**INSTRUCTIONS FOR THE TASK**
Every entry should be returned exactly. Omit none of them.

Stored entries
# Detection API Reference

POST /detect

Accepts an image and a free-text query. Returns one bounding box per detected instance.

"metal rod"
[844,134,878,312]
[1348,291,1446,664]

**TASK ANSWER**
# Detection API Reference

POST /detect

Accepts an image and a free-text query. Returns one bounding box per detected instance.

"metal rod"
[844,134,878,312]
[1348,291,1446,664]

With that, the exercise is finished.